Task to complete -> Render every line of the data below as a Markdown table with the columns "Row" and "Line", numbering each row and omitting any blank lines.
====== Raw data
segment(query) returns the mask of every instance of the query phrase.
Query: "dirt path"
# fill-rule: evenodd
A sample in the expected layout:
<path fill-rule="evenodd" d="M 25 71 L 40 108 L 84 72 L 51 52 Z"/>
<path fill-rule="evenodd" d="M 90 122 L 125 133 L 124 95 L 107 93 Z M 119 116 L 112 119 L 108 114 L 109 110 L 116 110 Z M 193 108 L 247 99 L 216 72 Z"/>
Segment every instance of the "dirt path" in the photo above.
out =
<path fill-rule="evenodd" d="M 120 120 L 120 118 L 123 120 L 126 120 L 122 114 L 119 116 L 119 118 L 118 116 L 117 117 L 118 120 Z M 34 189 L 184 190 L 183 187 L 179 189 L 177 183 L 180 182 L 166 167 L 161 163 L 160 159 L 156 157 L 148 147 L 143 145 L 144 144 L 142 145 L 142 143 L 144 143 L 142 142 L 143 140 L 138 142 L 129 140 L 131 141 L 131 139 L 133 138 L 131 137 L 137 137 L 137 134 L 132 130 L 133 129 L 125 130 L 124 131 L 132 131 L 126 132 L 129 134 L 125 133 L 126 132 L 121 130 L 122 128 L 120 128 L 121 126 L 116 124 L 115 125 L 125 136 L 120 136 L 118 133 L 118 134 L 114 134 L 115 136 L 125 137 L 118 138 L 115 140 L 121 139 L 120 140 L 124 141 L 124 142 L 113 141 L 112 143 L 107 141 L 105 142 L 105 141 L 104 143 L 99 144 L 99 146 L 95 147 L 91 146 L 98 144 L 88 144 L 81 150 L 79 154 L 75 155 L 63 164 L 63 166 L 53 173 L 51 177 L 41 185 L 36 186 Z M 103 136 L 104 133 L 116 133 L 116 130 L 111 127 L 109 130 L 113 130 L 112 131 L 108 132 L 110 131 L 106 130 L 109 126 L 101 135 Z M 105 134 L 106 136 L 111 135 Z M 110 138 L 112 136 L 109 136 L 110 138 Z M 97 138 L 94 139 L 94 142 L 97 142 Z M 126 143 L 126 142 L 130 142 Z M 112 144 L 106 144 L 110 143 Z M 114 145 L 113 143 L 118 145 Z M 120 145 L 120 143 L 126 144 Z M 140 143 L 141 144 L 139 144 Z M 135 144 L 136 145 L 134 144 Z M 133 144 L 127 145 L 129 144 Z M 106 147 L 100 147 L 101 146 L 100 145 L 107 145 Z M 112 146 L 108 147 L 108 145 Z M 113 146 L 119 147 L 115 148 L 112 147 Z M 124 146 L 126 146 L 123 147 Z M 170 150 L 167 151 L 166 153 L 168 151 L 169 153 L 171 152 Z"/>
============
The solution ->
| Row | Line |
|---|---|
| 1 | segment(query) returns the mask of every instance of the query phrase. |
| 2 | Query: "dirt path" |
| 3 | # fill-rule: evenodd |
| 4 | A sample in the expected layout: |
| 5 | <path fill-rule="evenodd" d="M 25 71 L 40 108 L 84 72 L 51 52 Z"/> |
| 6 | <path fill-rule="evenodd" d="M 90 122 L 125 133 L 124 95 L 107 93 Z M 119 116 L 112 119 L 108 114 L 109 110 L 116 110 Z M 193 108 L 247 99 L 216 72 Z"/> |
| 7 | Segment every instance of the "dirt path" in the photo above. |
| 8 | out = |
| 9 | <path fill-rule="evenodd" d="M 120 120 L 120 118 L 123 120 L 126 120 L 122 114 L 119 116 L 119 118 L 118 116 L 117 117 L 118 120 Z M 34 189 L 184 190 L 183 187 L 179 189 L 177 183 L 180 182 L 166 167 L 161 163 L 160 159 L 156 157 L 148 147 L 143 145 L 144 144 L 142 145 L 142 143 L 144 143 L 142 142 L 143 140 L 138 142 L 129 140 L 131 141 L 131 139 L 133 138 L 131 137 L 137 137 L 137 134 L 132 130 L 133 129 L 125 130 L 124 131 L 132 131 L 126 132 L 129 134 L 125 133 L 126 132 L 121 130 L 122 128 L 120 128 L 121 126 L 116 124 L 115 125 L 125 136 L 120 136 L 118 133 L 118 134 L 114 134 L 115 136 L 125 137 L 118 138 L 115 140 L 121 139 L 120 140 L 124 141 L 124 142 L 113 141 L 112 143 L 107 141 L 105 142 L 105 141 L 104 143 L 99 144 L 99 146 L 95 147 L 91 146 L 98 144 L 88 144 L 81 150 L 79 154 L 75 155 L 63 164 L 63 166 L 53 173 L 51 177 L 41 185 L 36 186 Z M 103 136 L 104 133 L 116 133 L 116 130 L 111 127 L 109 130 L 113 130 L 112 131 L 108 132 L 110 131 L 106 130 L 109 126 L 101 135 Z M 105 134 L 106 136 L 111 135 Z M 110 138 L 112 136 L 109 136 L 110 138 Z M 97 138 L 94 139 L 94 142 L 97 142 Z M 126 143 L 126 142 L 130 142 Z M 112 144 L 106 144 L 110 143 Z M 114 145 L 113 143 L 118 145 Z M 120 145 L 120 143 L 126 144 Z M 140 143 L 141 144 L 139 144 Z M 135 144 L 136 145 L 134 144 Z M 133 144 L 127 145 L 129 144 Z M 106 147 L 100 147 L 101 146 L 100 145 L 107 145 Z M 112 146 L 108 147 L 108 145 Z M 113 146 L 119 147 L 115 148 L 112 147 Z M 124 146 L 126 146 L 123 147 Z M 170 150 L 167 151 L 166 153 L 168 151 L 169 153 L 171 152 Z"/> |